▸ **Aim of the task**
Reproduce the records without their pictures, keeping every word as it is.

▸ **Material to process**
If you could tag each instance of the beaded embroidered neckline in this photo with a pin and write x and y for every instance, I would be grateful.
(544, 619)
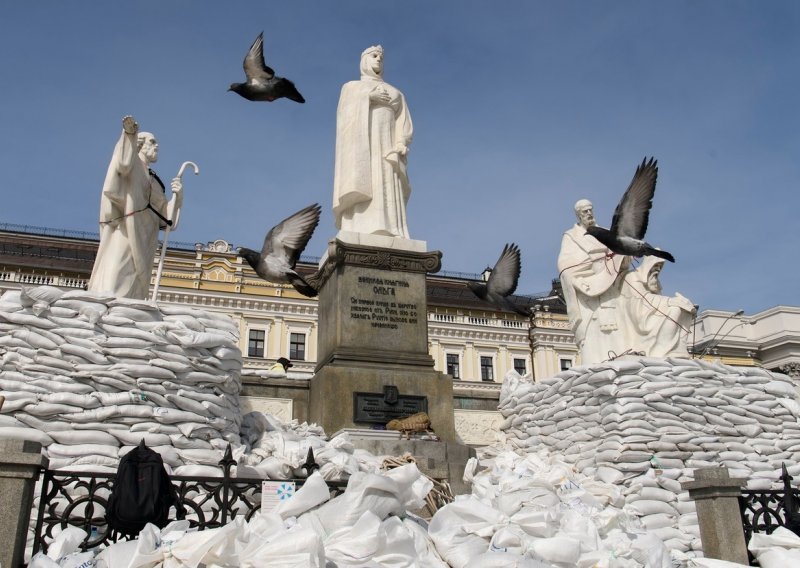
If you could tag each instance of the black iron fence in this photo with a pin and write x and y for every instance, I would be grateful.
(763, 511)
(79, 499)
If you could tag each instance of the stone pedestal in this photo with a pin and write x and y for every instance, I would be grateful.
(373, 361)
(716, 496)
(20, 462)
(438, 460)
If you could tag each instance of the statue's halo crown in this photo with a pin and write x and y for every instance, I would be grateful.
(371, 49)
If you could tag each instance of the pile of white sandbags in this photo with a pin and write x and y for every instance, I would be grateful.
(647, 424)
(91, 376)
(536, 510)
(365, 526)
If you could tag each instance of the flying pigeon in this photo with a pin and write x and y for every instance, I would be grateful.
(502, 282)
(631, 216)
(262, 83)
(282, 248)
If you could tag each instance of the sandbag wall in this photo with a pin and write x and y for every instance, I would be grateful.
(90, 376)
(646, 424)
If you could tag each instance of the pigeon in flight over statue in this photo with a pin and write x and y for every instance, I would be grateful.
(282, 248)
(629, 225)
(502, 282)
(262, 83)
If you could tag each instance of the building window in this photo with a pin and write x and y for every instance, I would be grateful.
(487, 370)
(297, 346)
(452, 366)
(255, 343)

▸ **Answer space**
If you could tag each instance of the beaded embroidered neckline in this photo with a pin and write x and y for every instance, I would be grateful.
(544, 619)
If you could tag each instance of the black iron fence in this photo with a pin and write x and y for every instance, I would be grateful.
(763, 511)
(79, 499)
If you could tag each instance of the stone pedestal in this photo with a pin and write x and y for every instance, I would be grateful.
(373, 361)
(716, 496)
(20, 462)
(438, 460)
If you could tag each instance of the statue's halo crown in this photo with a pin and write x and y for every instance, I would be grateful.
(371, 49)
If you could tag each instance of the pile of white sandbags in this photo with a pin and write x and y for every instance, I would be grateful.
(647, 424)
(91, 376)
(536, 510)
(365, 526)
If you could tag each instance of the flying pigeon in this photo with a pin and write x and y for every instance, I would be grateful.
(502, 282)
(631, 216)
(262, 83)
(282, 248)
If you could tag each instance of the sandbag wall in this photo with a pin and write x and y for every instance, I would be grateful.
(90, 376)
(646, 424)
If you could tag each instance of the pigeon in flight over statue in this photo with a pin and write x and y for every instance, I would be grateful.
(282, 248)
(629, 225)
(502, 282)
(262, 83)
If you could tag each instance of the building window in this photo with a pin and write x and y for every instance, I would be grateful.
(487, 370)
(297, 346)
(452, 366)
(255, 343)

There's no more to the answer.